_Excerpted records:_

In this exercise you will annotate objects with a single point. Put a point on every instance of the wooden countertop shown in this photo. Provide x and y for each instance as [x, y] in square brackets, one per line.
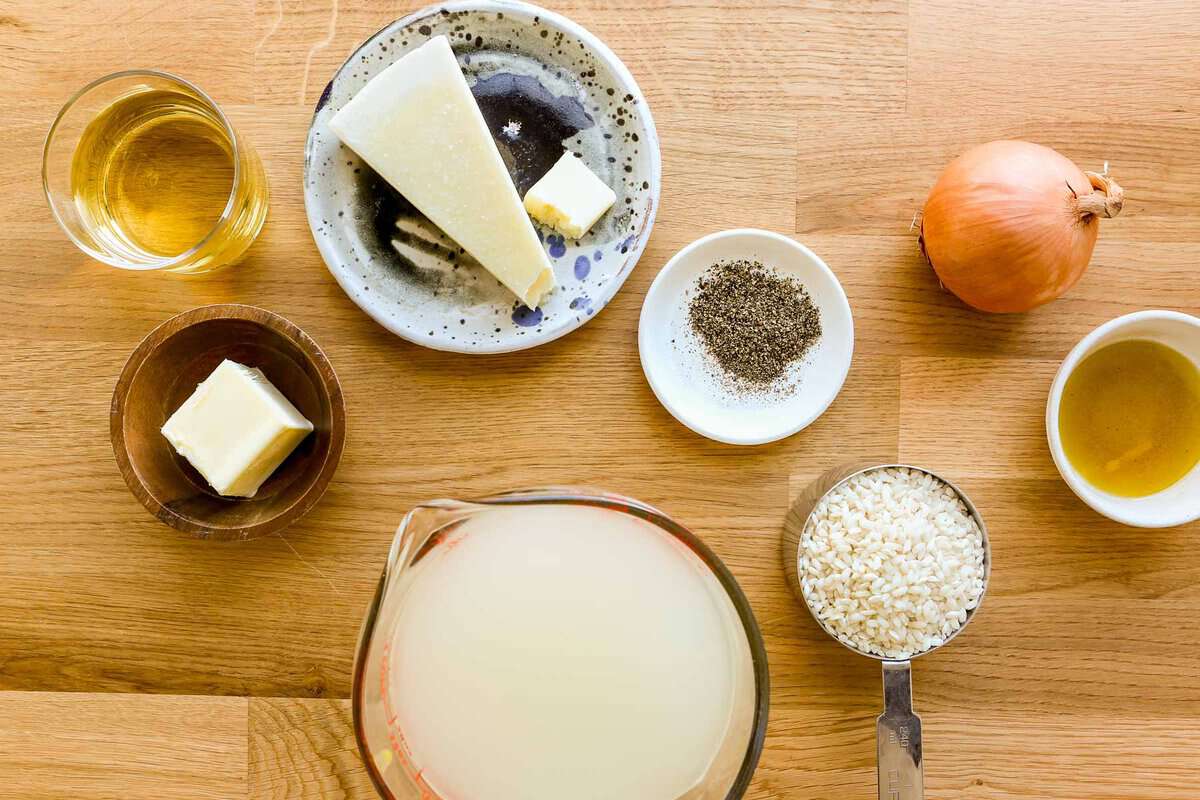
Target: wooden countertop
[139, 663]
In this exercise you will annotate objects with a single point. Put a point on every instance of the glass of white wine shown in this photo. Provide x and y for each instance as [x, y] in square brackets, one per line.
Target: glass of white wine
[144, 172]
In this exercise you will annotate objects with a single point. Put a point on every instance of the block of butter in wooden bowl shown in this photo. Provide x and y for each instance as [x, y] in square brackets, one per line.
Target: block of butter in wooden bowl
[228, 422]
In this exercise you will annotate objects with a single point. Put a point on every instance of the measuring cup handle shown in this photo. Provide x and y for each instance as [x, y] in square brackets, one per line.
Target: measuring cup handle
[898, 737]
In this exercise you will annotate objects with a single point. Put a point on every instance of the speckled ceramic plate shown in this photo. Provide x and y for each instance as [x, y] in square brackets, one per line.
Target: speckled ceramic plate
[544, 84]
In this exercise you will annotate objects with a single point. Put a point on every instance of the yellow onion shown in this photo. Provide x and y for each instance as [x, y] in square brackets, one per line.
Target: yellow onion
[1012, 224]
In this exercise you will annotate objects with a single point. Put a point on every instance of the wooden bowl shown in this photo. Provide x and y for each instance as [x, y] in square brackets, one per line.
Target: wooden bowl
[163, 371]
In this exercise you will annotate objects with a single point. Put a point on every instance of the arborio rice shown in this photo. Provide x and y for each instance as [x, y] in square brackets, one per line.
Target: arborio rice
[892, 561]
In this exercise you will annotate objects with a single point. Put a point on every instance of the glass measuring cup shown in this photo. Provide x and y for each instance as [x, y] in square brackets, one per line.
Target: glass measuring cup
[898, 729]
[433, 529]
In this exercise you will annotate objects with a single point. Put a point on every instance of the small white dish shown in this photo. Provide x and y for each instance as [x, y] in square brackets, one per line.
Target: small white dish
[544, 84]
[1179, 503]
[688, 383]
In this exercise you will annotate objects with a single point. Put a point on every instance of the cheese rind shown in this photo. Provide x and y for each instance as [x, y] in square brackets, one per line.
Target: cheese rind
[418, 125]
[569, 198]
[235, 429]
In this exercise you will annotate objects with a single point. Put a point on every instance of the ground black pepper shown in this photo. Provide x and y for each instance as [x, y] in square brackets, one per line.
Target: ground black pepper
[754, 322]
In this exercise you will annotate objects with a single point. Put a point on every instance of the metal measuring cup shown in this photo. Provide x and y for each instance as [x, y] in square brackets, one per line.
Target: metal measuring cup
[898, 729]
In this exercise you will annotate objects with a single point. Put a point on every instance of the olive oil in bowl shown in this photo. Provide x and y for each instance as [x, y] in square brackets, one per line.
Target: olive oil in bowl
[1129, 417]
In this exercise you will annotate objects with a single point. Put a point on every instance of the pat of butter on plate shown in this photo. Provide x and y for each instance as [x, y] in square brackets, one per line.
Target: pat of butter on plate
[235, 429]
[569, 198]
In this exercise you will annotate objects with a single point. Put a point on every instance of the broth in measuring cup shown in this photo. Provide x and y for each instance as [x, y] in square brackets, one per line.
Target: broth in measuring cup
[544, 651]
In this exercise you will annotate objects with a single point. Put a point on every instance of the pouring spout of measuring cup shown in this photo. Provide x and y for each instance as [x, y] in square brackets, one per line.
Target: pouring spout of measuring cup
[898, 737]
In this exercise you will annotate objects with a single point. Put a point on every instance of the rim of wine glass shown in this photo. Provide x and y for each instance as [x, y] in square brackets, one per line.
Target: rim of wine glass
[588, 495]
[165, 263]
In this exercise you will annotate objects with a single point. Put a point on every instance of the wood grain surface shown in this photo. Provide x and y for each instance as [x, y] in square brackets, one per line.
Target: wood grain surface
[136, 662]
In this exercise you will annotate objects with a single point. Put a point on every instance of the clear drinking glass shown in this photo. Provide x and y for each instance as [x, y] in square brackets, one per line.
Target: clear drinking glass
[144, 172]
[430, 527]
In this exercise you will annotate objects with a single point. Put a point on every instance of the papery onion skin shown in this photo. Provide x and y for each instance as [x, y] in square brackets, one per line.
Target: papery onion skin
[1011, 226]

--

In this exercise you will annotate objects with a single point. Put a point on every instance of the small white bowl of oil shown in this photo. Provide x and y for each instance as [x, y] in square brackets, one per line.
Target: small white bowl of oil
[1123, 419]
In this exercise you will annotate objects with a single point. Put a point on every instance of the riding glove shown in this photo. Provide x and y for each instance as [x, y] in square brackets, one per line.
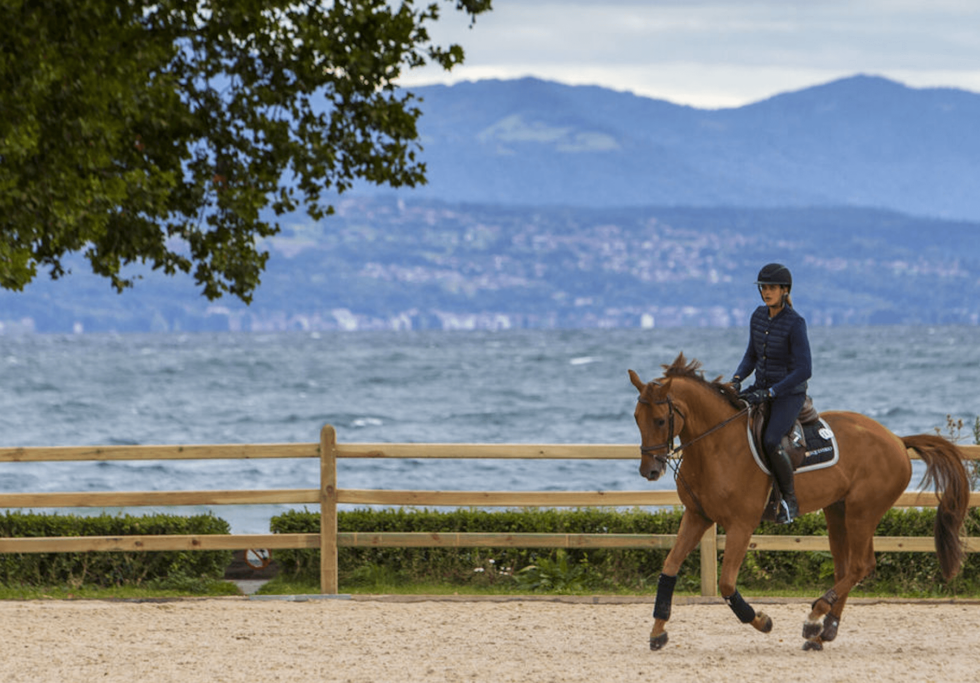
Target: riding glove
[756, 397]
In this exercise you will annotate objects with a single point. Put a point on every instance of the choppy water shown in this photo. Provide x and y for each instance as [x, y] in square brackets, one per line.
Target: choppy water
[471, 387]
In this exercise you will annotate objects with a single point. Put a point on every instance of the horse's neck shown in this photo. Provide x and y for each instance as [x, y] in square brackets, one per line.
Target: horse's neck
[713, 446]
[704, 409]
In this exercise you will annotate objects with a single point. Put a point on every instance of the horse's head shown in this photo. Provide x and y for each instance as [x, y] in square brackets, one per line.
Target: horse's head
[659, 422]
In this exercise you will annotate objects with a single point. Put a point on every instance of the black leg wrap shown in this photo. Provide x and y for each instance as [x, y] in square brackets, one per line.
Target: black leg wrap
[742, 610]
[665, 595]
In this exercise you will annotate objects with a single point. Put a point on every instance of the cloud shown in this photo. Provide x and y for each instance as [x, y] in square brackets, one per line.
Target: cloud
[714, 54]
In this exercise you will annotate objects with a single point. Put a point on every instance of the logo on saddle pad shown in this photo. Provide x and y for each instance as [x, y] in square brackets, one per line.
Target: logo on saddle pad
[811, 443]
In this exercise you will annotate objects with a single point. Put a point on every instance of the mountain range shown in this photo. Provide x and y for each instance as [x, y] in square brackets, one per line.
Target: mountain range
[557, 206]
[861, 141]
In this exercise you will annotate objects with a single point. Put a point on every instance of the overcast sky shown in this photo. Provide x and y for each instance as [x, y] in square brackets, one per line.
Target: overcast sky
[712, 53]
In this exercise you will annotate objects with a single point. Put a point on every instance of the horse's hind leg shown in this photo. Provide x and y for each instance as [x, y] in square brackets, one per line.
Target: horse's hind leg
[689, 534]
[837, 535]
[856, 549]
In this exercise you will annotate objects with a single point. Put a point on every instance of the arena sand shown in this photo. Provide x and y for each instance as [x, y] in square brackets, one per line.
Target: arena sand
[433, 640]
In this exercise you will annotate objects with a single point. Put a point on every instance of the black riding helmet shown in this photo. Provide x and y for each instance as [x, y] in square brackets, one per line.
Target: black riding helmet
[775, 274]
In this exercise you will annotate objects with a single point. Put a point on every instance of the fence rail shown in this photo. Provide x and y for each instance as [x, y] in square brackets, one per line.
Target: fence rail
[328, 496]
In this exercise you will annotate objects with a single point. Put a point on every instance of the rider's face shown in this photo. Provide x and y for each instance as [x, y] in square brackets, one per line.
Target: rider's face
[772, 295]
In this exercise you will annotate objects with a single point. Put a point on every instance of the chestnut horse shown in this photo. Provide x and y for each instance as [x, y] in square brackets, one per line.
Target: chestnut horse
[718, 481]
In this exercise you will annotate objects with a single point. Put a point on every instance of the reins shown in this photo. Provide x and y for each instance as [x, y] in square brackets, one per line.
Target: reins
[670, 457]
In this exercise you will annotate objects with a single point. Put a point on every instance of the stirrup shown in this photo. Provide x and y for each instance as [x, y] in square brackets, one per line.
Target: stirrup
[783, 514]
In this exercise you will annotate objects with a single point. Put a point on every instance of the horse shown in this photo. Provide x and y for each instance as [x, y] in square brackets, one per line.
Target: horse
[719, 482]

_Exercise brief:_ Once you reach the line with "Target: pat of butter on plate" in the data above, copy it and every line after it exactly, up to and including the line with "of the pouring".

_Your response:_
Target: pat of butter on plate
[235, 429]
[569, 198]
In this exercise you will annotate objects with a single point. Put a point on every instance of the broth in measuring cup shown in this photo. Provide x and y for each instance as [x, y] in square brackets, one per line.
Target: broth in measuring cup
[544, 651]
In this exercise you will annotate objects with a single point. Put a point on every instance of the pouring spout of measuring cup shown in this photo. Provide x and y for each instance as [x, y] in square brackets, one per line.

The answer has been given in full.